Input material:
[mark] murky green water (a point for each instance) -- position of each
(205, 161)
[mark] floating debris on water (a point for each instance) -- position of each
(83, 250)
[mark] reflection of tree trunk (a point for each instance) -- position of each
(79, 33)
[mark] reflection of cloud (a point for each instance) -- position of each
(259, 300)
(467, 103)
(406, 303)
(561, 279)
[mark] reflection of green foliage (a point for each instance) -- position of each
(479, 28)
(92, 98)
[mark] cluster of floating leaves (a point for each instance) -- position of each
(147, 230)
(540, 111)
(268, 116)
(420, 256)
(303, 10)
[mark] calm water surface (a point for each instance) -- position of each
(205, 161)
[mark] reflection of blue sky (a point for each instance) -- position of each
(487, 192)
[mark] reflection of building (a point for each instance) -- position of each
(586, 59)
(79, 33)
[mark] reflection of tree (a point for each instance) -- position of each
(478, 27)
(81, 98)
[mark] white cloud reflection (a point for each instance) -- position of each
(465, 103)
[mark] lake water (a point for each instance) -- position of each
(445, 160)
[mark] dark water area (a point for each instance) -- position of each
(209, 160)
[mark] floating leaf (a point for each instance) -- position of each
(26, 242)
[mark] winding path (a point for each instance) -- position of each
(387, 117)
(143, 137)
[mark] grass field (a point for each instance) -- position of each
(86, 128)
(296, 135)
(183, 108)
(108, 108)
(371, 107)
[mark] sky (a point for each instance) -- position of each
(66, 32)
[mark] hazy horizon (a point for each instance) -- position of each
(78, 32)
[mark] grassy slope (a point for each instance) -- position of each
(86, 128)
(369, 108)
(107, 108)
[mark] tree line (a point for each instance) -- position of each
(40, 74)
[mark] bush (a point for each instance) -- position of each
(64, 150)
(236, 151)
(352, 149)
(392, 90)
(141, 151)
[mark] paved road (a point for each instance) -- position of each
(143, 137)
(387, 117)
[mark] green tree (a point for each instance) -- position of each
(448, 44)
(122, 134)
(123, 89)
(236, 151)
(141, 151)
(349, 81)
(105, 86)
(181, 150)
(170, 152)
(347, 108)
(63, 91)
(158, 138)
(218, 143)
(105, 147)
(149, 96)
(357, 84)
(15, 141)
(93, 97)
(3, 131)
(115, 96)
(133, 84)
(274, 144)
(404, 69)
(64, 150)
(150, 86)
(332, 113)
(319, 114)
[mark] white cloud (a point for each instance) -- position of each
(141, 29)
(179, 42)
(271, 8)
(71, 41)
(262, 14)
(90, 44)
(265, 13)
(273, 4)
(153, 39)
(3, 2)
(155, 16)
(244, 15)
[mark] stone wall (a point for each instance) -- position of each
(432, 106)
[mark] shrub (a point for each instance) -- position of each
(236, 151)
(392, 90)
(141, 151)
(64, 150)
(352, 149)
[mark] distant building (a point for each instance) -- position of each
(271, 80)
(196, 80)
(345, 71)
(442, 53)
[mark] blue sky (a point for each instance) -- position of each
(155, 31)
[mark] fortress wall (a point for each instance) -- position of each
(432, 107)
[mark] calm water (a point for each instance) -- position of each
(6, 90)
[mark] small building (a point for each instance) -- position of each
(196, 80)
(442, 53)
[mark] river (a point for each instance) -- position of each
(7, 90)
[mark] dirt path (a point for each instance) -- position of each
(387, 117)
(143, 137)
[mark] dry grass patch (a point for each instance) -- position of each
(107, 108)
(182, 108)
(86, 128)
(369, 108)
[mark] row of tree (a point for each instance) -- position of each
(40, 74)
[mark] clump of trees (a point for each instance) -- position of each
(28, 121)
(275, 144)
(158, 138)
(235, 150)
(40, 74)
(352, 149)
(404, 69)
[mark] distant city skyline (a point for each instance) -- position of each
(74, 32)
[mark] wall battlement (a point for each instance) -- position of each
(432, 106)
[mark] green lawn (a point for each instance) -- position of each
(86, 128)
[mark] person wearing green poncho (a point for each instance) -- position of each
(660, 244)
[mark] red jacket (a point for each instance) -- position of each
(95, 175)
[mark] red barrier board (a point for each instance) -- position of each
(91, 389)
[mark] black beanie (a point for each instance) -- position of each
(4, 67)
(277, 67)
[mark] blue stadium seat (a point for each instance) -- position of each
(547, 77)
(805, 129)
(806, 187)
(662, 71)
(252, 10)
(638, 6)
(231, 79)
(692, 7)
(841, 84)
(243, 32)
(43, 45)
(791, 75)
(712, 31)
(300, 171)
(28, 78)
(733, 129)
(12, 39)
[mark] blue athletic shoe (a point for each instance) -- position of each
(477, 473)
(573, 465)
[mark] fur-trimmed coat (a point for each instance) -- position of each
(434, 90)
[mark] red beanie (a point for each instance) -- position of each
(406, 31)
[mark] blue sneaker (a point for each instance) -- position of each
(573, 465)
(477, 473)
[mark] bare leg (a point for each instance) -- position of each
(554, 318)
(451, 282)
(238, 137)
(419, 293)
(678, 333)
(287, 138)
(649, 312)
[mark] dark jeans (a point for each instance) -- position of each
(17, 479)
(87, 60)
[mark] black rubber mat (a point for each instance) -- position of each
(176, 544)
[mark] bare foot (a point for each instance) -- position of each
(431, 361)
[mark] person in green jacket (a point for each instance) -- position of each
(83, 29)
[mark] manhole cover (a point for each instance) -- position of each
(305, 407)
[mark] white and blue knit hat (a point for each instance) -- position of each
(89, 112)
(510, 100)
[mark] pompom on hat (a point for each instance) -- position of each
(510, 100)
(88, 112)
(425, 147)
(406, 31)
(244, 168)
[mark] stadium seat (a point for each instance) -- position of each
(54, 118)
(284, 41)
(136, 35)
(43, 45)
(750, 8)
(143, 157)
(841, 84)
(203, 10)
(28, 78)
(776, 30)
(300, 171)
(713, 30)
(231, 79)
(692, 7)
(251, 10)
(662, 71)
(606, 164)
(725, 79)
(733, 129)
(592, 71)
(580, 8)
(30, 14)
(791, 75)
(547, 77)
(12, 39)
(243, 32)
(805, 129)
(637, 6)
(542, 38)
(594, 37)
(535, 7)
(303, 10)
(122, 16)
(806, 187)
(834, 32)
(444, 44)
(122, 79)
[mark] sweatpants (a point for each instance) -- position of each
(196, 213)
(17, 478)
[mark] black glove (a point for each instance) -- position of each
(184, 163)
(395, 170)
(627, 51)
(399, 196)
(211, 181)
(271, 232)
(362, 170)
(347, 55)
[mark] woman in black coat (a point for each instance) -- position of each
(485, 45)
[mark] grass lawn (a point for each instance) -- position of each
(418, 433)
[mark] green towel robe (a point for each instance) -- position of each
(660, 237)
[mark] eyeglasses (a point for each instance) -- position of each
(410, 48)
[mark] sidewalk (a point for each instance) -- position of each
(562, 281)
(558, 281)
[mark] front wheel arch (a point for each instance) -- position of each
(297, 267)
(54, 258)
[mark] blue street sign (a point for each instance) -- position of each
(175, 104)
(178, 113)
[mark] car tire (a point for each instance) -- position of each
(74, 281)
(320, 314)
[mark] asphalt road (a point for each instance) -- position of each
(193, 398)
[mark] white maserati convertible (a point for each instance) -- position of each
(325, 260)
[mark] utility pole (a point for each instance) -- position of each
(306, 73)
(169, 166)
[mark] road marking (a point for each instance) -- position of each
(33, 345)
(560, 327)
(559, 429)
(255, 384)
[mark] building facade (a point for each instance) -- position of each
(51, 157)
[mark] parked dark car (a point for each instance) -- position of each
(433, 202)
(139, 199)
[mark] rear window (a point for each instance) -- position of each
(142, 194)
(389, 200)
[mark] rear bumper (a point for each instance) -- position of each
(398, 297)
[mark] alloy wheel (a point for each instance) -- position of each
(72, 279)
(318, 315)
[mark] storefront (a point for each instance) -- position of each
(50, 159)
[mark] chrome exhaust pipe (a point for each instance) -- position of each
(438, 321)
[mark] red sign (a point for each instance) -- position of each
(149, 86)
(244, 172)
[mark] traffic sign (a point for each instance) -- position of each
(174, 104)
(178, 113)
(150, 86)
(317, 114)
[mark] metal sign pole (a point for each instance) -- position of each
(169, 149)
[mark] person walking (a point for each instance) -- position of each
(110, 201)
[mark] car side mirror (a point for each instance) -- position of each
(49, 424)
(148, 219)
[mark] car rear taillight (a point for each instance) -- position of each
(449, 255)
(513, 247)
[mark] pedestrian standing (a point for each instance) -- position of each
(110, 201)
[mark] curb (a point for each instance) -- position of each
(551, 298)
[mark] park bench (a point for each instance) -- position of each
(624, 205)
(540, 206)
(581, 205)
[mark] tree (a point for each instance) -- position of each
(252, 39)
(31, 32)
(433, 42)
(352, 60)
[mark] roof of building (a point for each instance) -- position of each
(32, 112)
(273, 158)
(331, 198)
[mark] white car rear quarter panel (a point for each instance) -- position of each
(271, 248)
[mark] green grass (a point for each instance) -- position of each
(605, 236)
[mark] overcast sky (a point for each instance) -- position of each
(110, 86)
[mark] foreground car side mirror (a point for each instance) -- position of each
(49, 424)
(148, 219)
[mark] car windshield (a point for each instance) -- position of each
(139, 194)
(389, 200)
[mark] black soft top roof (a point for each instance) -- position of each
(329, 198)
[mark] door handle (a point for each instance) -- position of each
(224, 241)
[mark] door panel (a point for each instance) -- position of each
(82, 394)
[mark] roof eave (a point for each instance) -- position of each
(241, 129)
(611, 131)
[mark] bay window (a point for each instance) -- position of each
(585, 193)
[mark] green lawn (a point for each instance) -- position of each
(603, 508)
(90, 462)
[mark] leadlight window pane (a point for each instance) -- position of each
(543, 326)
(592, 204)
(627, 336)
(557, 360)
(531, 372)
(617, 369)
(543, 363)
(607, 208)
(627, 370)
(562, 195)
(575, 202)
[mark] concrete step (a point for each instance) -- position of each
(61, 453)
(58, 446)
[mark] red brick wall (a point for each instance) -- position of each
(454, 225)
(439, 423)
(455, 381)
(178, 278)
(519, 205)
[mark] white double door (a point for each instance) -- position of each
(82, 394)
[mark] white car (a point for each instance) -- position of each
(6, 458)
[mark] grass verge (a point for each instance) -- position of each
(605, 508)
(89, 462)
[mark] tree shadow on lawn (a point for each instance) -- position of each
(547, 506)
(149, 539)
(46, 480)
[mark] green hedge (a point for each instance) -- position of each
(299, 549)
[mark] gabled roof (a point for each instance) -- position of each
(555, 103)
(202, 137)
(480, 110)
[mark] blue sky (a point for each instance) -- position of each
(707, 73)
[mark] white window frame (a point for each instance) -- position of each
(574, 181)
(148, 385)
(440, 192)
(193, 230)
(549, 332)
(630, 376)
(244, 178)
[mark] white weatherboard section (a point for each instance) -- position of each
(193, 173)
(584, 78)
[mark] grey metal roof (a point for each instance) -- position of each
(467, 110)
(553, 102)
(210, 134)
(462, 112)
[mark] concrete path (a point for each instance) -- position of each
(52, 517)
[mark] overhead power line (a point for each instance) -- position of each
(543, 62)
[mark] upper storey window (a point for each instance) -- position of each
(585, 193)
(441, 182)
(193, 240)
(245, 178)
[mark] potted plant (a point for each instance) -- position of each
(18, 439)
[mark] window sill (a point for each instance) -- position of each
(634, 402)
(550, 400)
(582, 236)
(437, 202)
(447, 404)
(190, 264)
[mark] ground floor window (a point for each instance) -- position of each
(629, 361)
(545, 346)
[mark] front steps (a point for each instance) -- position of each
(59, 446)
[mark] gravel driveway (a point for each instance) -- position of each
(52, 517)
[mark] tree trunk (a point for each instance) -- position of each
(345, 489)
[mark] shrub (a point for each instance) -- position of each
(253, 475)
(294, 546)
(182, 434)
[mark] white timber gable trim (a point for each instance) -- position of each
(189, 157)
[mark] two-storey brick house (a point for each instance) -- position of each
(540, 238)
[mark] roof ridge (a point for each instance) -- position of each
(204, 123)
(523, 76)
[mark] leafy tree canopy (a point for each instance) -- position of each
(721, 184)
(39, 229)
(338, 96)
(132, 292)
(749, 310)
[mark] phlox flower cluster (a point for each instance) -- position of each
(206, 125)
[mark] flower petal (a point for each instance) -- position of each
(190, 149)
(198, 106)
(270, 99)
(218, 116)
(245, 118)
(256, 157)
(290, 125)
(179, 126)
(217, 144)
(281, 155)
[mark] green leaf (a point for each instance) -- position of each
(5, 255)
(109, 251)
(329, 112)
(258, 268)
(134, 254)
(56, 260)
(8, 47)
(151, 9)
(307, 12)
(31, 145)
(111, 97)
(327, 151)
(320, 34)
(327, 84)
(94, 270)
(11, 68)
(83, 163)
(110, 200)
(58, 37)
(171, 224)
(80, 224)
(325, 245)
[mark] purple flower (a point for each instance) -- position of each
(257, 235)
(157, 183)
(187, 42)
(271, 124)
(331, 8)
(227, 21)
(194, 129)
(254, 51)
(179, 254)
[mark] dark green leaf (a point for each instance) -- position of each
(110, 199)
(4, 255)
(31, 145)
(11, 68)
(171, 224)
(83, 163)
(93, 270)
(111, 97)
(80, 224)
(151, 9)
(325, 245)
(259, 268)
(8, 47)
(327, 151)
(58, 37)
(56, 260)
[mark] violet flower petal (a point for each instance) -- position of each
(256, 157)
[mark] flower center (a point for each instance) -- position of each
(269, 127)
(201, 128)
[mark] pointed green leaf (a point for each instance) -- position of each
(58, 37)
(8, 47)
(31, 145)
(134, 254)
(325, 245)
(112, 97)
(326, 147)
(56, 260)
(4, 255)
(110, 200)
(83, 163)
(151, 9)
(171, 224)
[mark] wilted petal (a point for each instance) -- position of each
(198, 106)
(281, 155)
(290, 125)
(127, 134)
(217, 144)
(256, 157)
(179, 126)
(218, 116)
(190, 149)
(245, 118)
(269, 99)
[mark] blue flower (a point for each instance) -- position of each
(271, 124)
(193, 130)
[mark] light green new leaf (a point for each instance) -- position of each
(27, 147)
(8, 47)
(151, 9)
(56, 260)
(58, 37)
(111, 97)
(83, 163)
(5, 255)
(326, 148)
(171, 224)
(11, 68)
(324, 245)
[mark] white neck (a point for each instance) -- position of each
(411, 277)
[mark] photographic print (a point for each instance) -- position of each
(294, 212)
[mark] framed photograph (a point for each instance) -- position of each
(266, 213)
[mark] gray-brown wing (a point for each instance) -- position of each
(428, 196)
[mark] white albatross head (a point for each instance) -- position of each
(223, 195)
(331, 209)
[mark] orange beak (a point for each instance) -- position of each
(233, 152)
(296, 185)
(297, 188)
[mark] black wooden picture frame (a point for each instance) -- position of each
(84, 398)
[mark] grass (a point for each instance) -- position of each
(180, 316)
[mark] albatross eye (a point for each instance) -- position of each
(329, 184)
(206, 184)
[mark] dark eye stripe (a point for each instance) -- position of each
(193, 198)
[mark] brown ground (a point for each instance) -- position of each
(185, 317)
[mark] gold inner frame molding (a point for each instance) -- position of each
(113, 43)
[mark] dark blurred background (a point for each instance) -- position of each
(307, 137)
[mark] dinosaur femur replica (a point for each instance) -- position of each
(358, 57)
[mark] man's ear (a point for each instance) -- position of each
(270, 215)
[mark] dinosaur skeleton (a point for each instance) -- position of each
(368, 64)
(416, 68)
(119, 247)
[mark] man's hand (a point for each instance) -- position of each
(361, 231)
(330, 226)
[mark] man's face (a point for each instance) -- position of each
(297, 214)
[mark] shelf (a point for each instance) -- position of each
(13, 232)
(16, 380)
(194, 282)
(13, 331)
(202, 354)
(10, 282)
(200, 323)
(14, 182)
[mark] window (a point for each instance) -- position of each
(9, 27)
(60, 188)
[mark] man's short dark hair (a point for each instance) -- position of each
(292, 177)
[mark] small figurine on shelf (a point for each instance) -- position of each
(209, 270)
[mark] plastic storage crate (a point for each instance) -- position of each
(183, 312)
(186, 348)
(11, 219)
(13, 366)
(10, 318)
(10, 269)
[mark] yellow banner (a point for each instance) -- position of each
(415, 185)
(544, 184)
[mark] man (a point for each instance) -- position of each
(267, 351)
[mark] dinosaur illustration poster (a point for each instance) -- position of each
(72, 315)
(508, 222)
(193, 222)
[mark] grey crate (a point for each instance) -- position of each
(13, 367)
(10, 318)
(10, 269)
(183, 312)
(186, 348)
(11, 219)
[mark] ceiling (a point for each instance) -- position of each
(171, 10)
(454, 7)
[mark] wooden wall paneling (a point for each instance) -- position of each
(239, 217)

Your instructions: Extract exactly the lines between the line containing "[mark] man's face" and the end of the data, including both.

Task result:
[mark] man's face (a point for each instance) -- position of each
(297, 214)
[mark] shelf (a point for each instance) -- position of each
(13, 232)
(16, 380)
(194, 282)
(13, 331)
(202, 354)
(10, 282)
(200, 323)
(14, 182)
[mark] window (a point for each instance) -- position of each
(9, 27)
(60, 188)
[mark] man's short dark hair (a point for each instance) -- position of each
(292, 177)
[mark] small figurine on shelf (a point for each instance) -- position of each
(209, 270)
[mark] plastic storage crate (a point for each instance) -- position of each
(183, 312)
(186, 348)
(11, 219)
(13, 366)
(10, 318)
(10, 269)
[mark] yellow banner (a point for each instance) -- position of each
(415, 185)
(544, 184)
[mark] man (a point for each instance) -- position of each
(267, 351)
[mark] dinosaur illustration poster (a point for each instance) -- position of each
(72, 315)
(508, 222)
(193, 222)
[mark] grey crate (a point for each instance) -- position of each
(13, 367)
(10, 318)
(10, 269)
(183, 312)
(186, 348)
(11, 219)
[mark] ceiling (a point for each instance) -- position of each
(171, 10)
(454, 7)
[mark] wooden wall paneling (a point for each instance) -- position of each
(239, 217)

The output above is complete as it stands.